> [WHAT TO PRODUCE]: Write every line of the records below as a JSON list of strings, one string per line, leaving out blank lines.

§ §

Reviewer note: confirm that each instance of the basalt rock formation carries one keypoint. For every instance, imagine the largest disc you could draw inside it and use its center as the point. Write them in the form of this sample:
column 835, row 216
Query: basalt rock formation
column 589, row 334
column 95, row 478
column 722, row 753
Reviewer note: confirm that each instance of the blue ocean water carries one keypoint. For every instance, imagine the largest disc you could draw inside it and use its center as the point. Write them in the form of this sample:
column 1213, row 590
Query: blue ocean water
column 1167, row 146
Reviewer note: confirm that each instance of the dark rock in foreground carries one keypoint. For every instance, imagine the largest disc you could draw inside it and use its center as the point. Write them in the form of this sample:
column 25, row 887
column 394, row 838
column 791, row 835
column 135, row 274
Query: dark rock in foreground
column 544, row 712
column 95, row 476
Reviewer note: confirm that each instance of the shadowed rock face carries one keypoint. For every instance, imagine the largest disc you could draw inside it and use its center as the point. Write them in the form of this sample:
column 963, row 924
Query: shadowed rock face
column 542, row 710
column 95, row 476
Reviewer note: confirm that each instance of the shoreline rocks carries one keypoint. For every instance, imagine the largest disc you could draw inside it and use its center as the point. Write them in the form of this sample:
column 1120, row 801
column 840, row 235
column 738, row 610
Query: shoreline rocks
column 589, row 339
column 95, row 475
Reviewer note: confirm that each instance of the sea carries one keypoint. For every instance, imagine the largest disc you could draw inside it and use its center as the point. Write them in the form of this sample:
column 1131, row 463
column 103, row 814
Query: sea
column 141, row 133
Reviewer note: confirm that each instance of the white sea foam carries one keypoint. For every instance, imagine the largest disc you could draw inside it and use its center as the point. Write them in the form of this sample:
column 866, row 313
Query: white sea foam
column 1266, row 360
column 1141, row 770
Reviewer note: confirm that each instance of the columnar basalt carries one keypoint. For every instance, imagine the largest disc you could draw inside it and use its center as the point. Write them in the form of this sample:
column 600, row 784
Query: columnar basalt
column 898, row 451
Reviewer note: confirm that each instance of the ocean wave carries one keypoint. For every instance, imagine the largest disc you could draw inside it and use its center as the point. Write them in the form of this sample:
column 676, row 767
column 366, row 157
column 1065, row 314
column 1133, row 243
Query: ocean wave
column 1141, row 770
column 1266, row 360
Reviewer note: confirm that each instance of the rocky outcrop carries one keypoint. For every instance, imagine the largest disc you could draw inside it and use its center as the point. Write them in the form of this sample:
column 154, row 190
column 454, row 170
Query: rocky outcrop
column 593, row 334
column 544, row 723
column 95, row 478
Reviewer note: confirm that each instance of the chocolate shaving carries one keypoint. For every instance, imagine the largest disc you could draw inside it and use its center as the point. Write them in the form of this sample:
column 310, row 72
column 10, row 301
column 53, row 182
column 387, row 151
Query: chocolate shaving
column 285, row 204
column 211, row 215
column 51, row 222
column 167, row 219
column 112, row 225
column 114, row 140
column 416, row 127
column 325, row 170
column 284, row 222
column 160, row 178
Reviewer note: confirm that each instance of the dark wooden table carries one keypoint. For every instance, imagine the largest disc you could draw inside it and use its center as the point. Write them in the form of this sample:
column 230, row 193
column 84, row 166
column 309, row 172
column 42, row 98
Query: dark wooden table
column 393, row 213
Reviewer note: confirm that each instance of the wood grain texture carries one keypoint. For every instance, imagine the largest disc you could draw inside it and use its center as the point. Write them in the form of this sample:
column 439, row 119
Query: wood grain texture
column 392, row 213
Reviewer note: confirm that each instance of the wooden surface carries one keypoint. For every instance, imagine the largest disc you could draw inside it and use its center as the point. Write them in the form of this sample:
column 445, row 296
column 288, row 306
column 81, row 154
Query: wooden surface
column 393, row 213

§ §

> [SOLUTION FOR THIS TASK]:
[
  "Reviewer note: confirm that each instance of the basalt rock formation carries one keypoint. For every instance, imagine the largest disc you could draw inside it and use its center as the point. Write them in the form of this sample:",
  "column 835, row 216",
  "Query: basalt rock formation",
  "column 589, row 334",
  "column 95, row 478",
  "column 722, row 753",
  "Reviewer note: confirm that each instance of the blue ocean water carries one keypoint. For every instance, imagine the largest disc you could draw inside it and use its center as the point. Write them in the form of this sample:",
  "column 1213, row 590",
  "Query: blue ocean water",
  "column 1167, row 146",
  "Reviewer note: confirm that each instance of the dark rock in foreground carries one keypoint. For every instance, imagine the largest disc you could draw inside it and use its center as the point. Write them in the form of this sample:",
  "column 25, row 887",
  "column 394, row 838",
  "column 791, row 835",
  "column 135, row 274",
  "Query: dark rock in foreground",
  "column 544, row 712",
  "column 95, row 476",
  "Reviewer note: confirm that each instance of the shadowed rock face carries one keypoint. For every instance, imagine the largest disc you could draw inside it and use its center as the point. Write them in the form of this sample:",
  "column 963, row 924",
  "Query: shadowed rock face",
  "column 542, row 710",
  "column 95, row 476",
  "Reviewer note: confirm that each instance of the shoreline rocks carries one keypoint. For every instance, imagine the largest disc you could draw inside it and use its center as the point. Write them in the form of this sample:",
  "column 1120, row 801",
  "column 840, row 235",
  "column 738, row 610",
  "Query: shoreline rocks",
  "column 589, row 339",
  "column 95, row 475",
  "Reviewer note: confirm that each instance of the sea carries one keypoint. For every instance, imagine the largest disc you could draw inside it and use its center as the point. Write them in the form of this sample:",
  "column 1131, row 463",
  "column 103, row 814",
  "Query: sea",
  "column 141, row 133",
  "Reviewer note: confirm that each instance of the white sea foam carries one keypoint. For every instance, imagine the largest disc you could draw inside it and use its center as the point. Write them in the form of this sample:",
  "column 866, row 313",
  "Query: white sea foam",
  "column 1266, row 360",
  "column 1141, row 770",
  "Reviewer note: confirm that each instance of the columnar basalt carries one keypoint. For every instance, imagine the largest disc you could draw inside it and use its center as the point. Write them in the form of this sample:",
  "column 600, row 784",
  "Query: columnar basalt",
  "column 898, row 451",
  "Reviewer note: confirm that each instance of the ocean wave carries one keypoint. For every instance, imagine the largest disc you could draw inside it and use its center as the point. Write them in the form of this sample:",
  "column 676, row 767",
  "column 366, row 157",
  "column 1065, row 314",
  "column 1133, row 243",
  "Query: ocean wave",
  "column 1141, row 770",
  "column 1266, row 360",
  "Reviewer note: confirm that each instance of the rocky outcrop carries one keypoint. For every instance, imagine the largest disc you could draw inside it and use its center as the point. Write them in the form of this sample:",
  "column 154, row 190",
  "column 454, row 170",
  "Query: rocky outcrop",
  "column 593, row 334",
  "column 544, row 723",
  "column 95, row 478",
  "Reviewer note: confirm that each instance of the chocolate shaving carries one keypoint. For every instance, imagine the largest disc you could draw inside it and use its center as the point. Write them in the form of this sample:",
  "column 310, row 72",
  "column 10, row 301",
  "column 53, row 182",
  "column 387, row 151",
  "Query: chocolate shaving",
  "column 285, row 204",
  "column 211, row 215",
  "column 51, row 222",
  "column 167, row 219",
  "column 112, row 225",
  "column 114, row 140",
  "column 416, row 127",
  "column 325, row 170",
  "column 284, row 222",
  "column 160, row 178",
  "Reviewer note: confirm that each instance of the dark wooden table carries one keypoint. For every instance, imagine the largest disc you could draw inside it and use its center as the point. Write them in the form of this sample:",
  "column 230, row 193",
  "column 84, row 166",
  "column 309, row 172",
  "column 42, row 98",
  "Query: dark wooden table",
  "column 393, row 213",
  "Reviewer note: confirm that each instance of the wood grain texture carries one keypoint. For every instance, imagine the largest disc you could draw inside it and use its center as the point. Write them in the form of this sample:",
  "column 439, row 119",
  "Query: wood grain texture",
  "column 392, row 213",
  "Reviewer note: confirm that each instance of the wooden surface carries one keypoint. For every instance, imagine the largest disc you could draw inside it and use its center as the point. Write them in the form of this sample:",
  "column 445, row 296",
  "column 288, row 306",
  "column 81, row 154",
  "Query: wooden surface",
  "column 393, row 213"
]